(Data shown Opens)

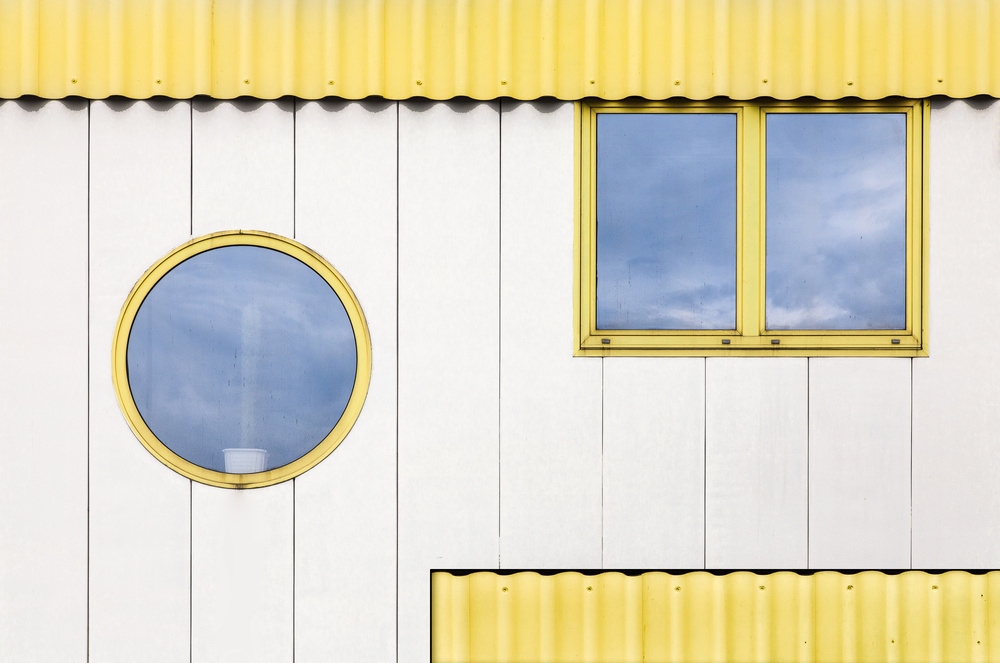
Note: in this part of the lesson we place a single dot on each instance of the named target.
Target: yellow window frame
(305, 255)
(750, 338)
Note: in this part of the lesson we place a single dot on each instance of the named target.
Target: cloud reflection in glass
(666, 221)
(241, 347)
(836, 221)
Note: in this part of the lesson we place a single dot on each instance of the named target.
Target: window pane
(241, 348)
(836, 221)
(666, 221)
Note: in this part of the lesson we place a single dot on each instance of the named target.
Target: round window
(241, 359)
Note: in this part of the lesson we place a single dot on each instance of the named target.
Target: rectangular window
(788, 228)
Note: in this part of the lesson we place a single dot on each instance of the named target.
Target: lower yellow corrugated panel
(784, 616)
(484, 49)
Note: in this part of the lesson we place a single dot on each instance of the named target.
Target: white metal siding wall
(483, 443)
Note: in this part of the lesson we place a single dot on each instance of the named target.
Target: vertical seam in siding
(89, 137)
(808, 454)
(190, 570)
(499, 331)
(295, 151)
(294, 482)
(191, 167)
(397, 381)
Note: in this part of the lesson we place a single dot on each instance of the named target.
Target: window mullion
(751, 248)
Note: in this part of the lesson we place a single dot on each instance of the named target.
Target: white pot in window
(245, 461)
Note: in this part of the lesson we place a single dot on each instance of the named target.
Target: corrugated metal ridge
(784, 616)
(485, 49)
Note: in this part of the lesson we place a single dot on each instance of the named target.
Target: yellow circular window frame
(241, 238)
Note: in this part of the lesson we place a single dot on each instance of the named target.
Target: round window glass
(241, 359)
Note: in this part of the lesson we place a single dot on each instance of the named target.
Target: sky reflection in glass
(666, 221)
(241, 346)
(836, 221)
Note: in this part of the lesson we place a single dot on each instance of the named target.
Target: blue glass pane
(241, 347)
(836, 221)
(666, 221)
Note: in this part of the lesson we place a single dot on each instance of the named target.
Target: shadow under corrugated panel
(486, 49)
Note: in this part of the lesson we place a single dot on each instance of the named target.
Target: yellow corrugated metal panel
(500, 48)
(784, 616)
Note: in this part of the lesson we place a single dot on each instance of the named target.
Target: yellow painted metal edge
(750, 338)
(661, 617)
(486, 49)
(119, 366)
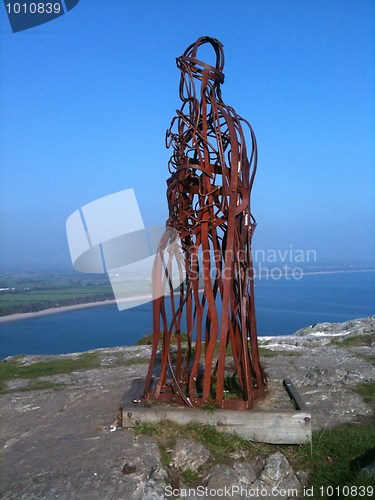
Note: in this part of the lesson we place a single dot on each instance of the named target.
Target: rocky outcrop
(58, 443)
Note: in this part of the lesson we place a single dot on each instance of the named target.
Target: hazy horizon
(86, 99)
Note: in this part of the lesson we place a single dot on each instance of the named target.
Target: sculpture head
(192, 67)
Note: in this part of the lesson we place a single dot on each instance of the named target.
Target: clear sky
(86, 99)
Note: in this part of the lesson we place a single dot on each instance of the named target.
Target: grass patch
(355, 340)
(35, 385)
(191, 477)
(333, 456)
(219, 444)
(367, 391)
(269, 353)
(11, 369)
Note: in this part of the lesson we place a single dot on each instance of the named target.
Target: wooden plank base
(269, 426)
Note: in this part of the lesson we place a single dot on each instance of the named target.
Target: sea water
(282, 307)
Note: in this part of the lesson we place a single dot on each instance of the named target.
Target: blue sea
(282, 307)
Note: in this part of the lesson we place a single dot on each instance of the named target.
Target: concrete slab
(286, 424)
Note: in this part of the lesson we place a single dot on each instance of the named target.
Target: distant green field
(26, 292)
(54, 294)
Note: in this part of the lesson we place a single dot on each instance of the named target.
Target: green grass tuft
(191, 477)
(367, 391)
(13, 368)
(356, 340)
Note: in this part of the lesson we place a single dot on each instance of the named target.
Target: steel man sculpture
(212, 173)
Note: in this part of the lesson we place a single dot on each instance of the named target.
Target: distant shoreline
(55, 310)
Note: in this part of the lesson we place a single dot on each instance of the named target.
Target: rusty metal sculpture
(208, 194)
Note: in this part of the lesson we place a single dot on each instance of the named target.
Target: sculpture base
(280, 418)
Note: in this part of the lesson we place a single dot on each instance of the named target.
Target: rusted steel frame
(209, 206)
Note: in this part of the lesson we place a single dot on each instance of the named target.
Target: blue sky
(86, 99)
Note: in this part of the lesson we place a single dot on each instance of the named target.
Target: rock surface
(59, 444)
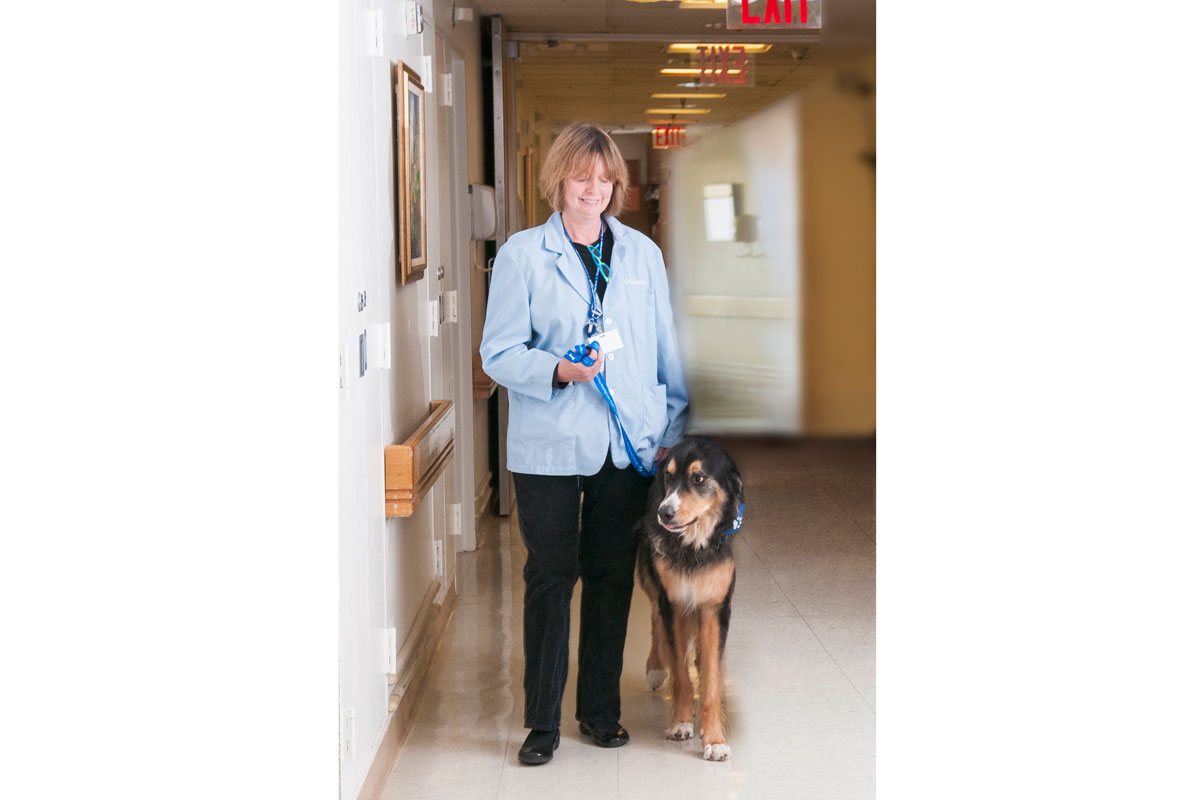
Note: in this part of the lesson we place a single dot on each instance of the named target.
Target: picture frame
(412, 242)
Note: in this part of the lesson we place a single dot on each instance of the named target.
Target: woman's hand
(570, 372)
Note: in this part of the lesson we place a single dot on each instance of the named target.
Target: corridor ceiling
(599, 60)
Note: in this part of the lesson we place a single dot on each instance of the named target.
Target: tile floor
(799, 660)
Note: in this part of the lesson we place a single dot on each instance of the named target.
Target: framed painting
(412, 245)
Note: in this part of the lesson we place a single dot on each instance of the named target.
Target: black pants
(559, 553)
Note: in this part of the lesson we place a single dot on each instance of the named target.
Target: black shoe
(606, 734)
(539, 747)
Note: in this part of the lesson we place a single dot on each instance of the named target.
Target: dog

(Data shown Closes)

## [Directions for this task]
Pictures aside, reproduce every record exactly as it stands.

## [Solution]
Note: in this part of the lesson we place a single dot on each instance of the named target.
Target: yellow window frame
(305, 255)
(750, 338)
Note: in this part of the lesson we place a single dot on each instance of the named target.
Target: cloud reflection in glass
(666, 221)
(241, 347)
(836, 221)
Note: in this part of the lesson we place a single dot on each instance of the named target.
Target: window pane
(241, 348)
(836, 221)
(666, 221)
Note: in this part of the lesson we place a single dot on each instance of the named target.
Target: round window
(241, 359)
Note: in this part of the lesson we place a single dot on each instance of the named target.
Target: rectangular window
(788, 228)
Note: in this part of the lesson we place a single dot on each instance of the named target.
Target: lower yellow corrugated panel
(784, 616)
(484, 49)
Note: in this part of the lesson we place a single dot on each instance of the named target.
Target: white metal siding wall
(483, 443)
Note: in this part of the lesson we place a single dot on each instance of the named target.
Target: vertical seam in siding
(89, 137)
(808, 454)
(190, 570)
(499, 331)
(295, 151)
(294, 482)
(191, 167)
(397, 381)
Note: in this part of the lesson we place a single dot on each instance of the named target.
Target: window mullion
(751, 248)
Note: in this part of the lesson we place a single dot on each instance of the named target.
Target: white pot in window
(245, 461)
Note: in this part of the lesson we place a single dot on each instance of the named target.
Target: corrugated metal ridge
(784, 616)
(485, 49)
Note: in this part of the lesson we place a single dot on each instance of the named target.
Target: yellow circular window frame
(241, 238)
Note: in this part of the lesson we place a single dot on each instance of the named target.
Target: round window glass
(241, 359)
Note: in this part of the lesson we place a single dot on each instance of the named target.
Target: sky reflection in glass
(666, 221)
(241, 346)
(836, 221)
Note: in this part of the lesson we place a single dot on each instance of the named target.
Target: blue glass pane
(241, 347)
(836, 221)
(666, 221)
Note: in this part of the lesson we place a single dot on each instance of the named target.
Target: shadow under corrugated panel
(486, 49)
Note: in this part of the lesson we place a single dot on each instance of the named target.
Target: yellow corrugated metal panel
(500, 48)
(784, 616)
Note: in this part of the lesson we place a single dot on each instance of the named target.
Target: yellow painted metal edge
(750, 338)
(661, 617)
(486, 49)
(119, 366)
Note: in this part of the lesson we place a single dot on each instance of the named target.
Target: rocky outcrop
(58, 443)
Note: in this part of the lesson we place a single dot on each instance of the named target.
Target: hazy horizon
(86, 99)
Note: in this part of the lesson we place a single dot on each instance of the named target.
Target: sculpture head
(192, 67)
Note: in this part of the lesson we place a single dot on each instance of the named target.
Target: clear sky
(86, 99)
Note: in this part of the lesson we place a single dot on each instance of the named target.
Target: grass patch
(355, 340)
(35, 385)
(191, 477)
(333, 456)
(219, 444)
(367, 391)
(269, 353)
(11, 369)
Note: in this part of the lesson we place a single dot on each instance of the named target.
Target: wooden plank base
(269, 426)
Note: in this part of the lesson we place a single dot on each instance of the named target.
Target: sea water
(282, 307)
Note: in this part of the lesson we place a single dot on each instance of the named target.
Target: blue sea
(282, 307)
Note: in this part of the lesson we place a single dot on each instance of the named target.
Target: concrete slab
(286, 424)
Note: in this part of the lesson we place a single dot on each instance of the named target.
Target: distant green field
(26, 292)
(54, 294)
Note: in this part of the lesson we place a single dot on each instance of the named target.
Target: green grass tuft
(191, 477)
(367, 391)
(13, 368)
(356, 340)
Note: in this part of the lesson we place a single dot on each instance of the named target.
Target: steel man sculpture
(212, 173)
Note: in this part of the lesson we place a single dot on each instance of the named target.
Target: distant shoreline
(55, 310)
Note: in this part of the lesson we place a single dot on each instance of the named target.
Target: rusty metal sculpture
(208, 194)
Note: in this part of the lesson we place a single dot on each instance of the named target.
Target: sculpture base
(280, 418)
Note: in this part of the lesson we place a single dot on each instance of the named target.
Target: rusted steel frame
(209, 206)
Note: in this part of the lesson we place a single dot on each instance of the named target.
Target: blue sky
(86, 99)
Note: in this part of the lesson we place a single dot on each instance of the named target.
Target: rock surface
(59, 444)
Note: in this part of the lesson we place a single dot on each instance of the named target.
Target: picture frame
(412, 242)
Note: in this part of the lesson we place a single dot on each instance of the named target.
Target: woman's hand
(570, 372)
Note: in this part of the lesson we place a single dot on each instance of the named target.
Target: corridor ceiling
(599, 60)
Note: in this part of the lesson we place a single dot on each instance of the named target.
Target: tile floor
(799, 660)
Note: in this part of the lesson we place a single dot on each instance of the named target.
Target: framed painting
(412, 245)
Note: in this part of the lesson we place a single dot on each instance of the named target.
Target: black pants
(559, 553)
Note: in this part of the lesson we place a single dot on each instance of the named target.
Target: black shoe
(606, 734)
(539, 747)
Note: in this part of the lesson we place a single dot on each instance of the named target.
Target: dog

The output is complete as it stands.